* [TASK OBJECTIVE]:
Reproduce the data, keeping every word exactly as it is.

Stored data entries:
::::::::::

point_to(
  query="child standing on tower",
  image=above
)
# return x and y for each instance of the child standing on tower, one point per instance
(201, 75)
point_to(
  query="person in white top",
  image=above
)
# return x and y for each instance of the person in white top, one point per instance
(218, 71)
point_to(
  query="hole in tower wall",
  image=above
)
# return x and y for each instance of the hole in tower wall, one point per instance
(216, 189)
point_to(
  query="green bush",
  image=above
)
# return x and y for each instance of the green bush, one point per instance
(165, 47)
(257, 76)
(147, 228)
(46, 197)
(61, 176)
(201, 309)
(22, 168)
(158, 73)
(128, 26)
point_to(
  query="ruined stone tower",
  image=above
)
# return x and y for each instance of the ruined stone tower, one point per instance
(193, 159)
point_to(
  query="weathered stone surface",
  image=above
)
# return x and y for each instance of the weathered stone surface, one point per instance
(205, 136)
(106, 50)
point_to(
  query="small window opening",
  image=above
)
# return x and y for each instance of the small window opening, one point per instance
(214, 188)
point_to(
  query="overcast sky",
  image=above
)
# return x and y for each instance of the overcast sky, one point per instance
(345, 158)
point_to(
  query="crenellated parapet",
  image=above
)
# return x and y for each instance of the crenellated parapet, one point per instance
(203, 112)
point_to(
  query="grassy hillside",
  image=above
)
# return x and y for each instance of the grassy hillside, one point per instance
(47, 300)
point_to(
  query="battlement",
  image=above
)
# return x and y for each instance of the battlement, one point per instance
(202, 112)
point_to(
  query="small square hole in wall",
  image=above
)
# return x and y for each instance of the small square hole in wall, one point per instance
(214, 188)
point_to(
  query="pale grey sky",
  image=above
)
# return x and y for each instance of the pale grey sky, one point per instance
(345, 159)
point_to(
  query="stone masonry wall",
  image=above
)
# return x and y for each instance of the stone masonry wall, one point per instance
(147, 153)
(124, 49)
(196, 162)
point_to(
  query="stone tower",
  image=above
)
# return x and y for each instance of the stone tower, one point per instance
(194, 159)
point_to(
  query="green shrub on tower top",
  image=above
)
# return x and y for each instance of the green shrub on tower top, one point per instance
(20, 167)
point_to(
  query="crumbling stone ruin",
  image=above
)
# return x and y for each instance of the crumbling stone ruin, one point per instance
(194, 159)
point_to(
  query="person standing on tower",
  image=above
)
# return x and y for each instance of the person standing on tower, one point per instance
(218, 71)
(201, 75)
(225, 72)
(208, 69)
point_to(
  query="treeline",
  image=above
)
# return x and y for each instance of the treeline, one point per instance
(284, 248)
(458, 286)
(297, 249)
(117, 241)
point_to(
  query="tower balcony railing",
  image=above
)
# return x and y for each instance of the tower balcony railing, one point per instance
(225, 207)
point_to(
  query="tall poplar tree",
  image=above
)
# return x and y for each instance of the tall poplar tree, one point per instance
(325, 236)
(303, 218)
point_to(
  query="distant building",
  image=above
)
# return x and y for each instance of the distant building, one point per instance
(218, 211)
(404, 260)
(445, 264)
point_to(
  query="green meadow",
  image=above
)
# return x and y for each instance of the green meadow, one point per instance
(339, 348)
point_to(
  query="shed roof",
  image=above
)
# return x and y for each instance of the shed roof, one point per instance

::::::::::

* [RESULT FOR THIS EXERCISE]:
point_to(
  query="child standing on tower",
  image=above
)
# return x and y for each instance of the child standing on tower, one point per instance
(201, 75)
point_to(
  query="person in white top",
  image=above
)
# return x and y for each instance of the person in white top, one point per instance
(218, 71)
point_to(
  query="hole in tower wall",
  image=above
)
# return x and y for each instance of the hole in tower wall, one point per instance
(216, 189)
point_to(
  query="green bush",
  image=above
)
# return x and y for each instance of the green bush, one point per instance
(165, 47)
(257, 76)
(147, 228)
(46, 197)
(61, 176)
(201, 309)
(22, 168)
(158, 73)
(128, 26)
point_to(
  query="ruined stone tower",
  image=above
)
# return x and y for each instance of the ruined stone tower, one point per instance
(193, 159)
point_to(
  query="weathered stone surface",
  image=above
)
# return x and y for each instance of the weathered stone surface, one point per instance
(205, 136)
(106, 50)
point_to(
  query="small window opening",
  image=above
)
# return x and y for each instance of the small window opening, one point per instance
(214, 188)
point_to(
  query="overcast sky",
  image=above
)
# return x and y for each instance of the overcast sky, one point per instance
(345, 158)
point_to(
  query="crenellated parapet",
  image=above
)
# return x and y for each instance of the crenellated parapet, one point per instance
(203, 112)
point_to(
  query="grassy hillside",
  image=above
)
# return x and y for each instance of the grassy hillside, one point per instance
(47, 300)
point_to(
  query="battlement",
  image=above
)
# return x and y for each instance of the battlement, one point per instance
(202, 112)
point_to(
  query="small square hole in wall",
  image=above
)
# return x and y for each instance of the small square hole in wall, one point per instance
(214, 188)
point_to(
  query="pale grey sky",
  image=above
)
# return x and y for each instance of the pale grey sky, one point per instance
(345, 159)
point_to(
  query="stone masonry wall",
  image=above
)
# return x and y for each instance of the stone masonry wall, one point per instance
(147, 153)
(124, 49)
(196, 162)
point_to(
  query="stone tower",
  image=above
)
# return x and y for each instance of the stone tower, one point per instance
(194, 159)
point_to(
  query="green shrub on tower top",
  image=above
)
# return x and y for each instance of the green shrub on tower top, one point per instance
(20, 167)
point_to(
  query="crumbling stone ruin",
  image=above
)
# return x and y for each instance of the crumbling stone ruin, one point per instance
(194, 159)
point_to(
  query="person standing on tower",
  image=above
)
# return x and y for each instance of the person standing on tower, one point per instance
(218, 71)
(201, 75)
(225, 72)
(208, 69)
point_to(
  query="treeline",
  image=above
)
# return x and y for each instance of the treeline, one point per instance
(284, 248)
(458, 286)
(297, 249)
(117, 241)
point_to(
  query="tower balcony railing",
  image=above
)
# return x and y for each instance of the tower balcony railing, one point per instance
(225, 207)
point_to(
  query="tall poplar tree",
  image=above
)
# return x and y for each instance of the tall poplar tree, one point per instance
(325, 236)
(303, 218)
point_to(
  query="distant building",
  image=above
)
# return x and y for each instance of the distant building, one point per instance
(218, 211)
(404, 260)
(445, 264)
point_to(
  query="green meadow",
  image=above
)
# return x and y for each instance of the green meadow, one point per instance
(339, 348)
point_to(
  query="shed roof",
  image=above
)
# return x and y for each instance of the shed roof, one point per instance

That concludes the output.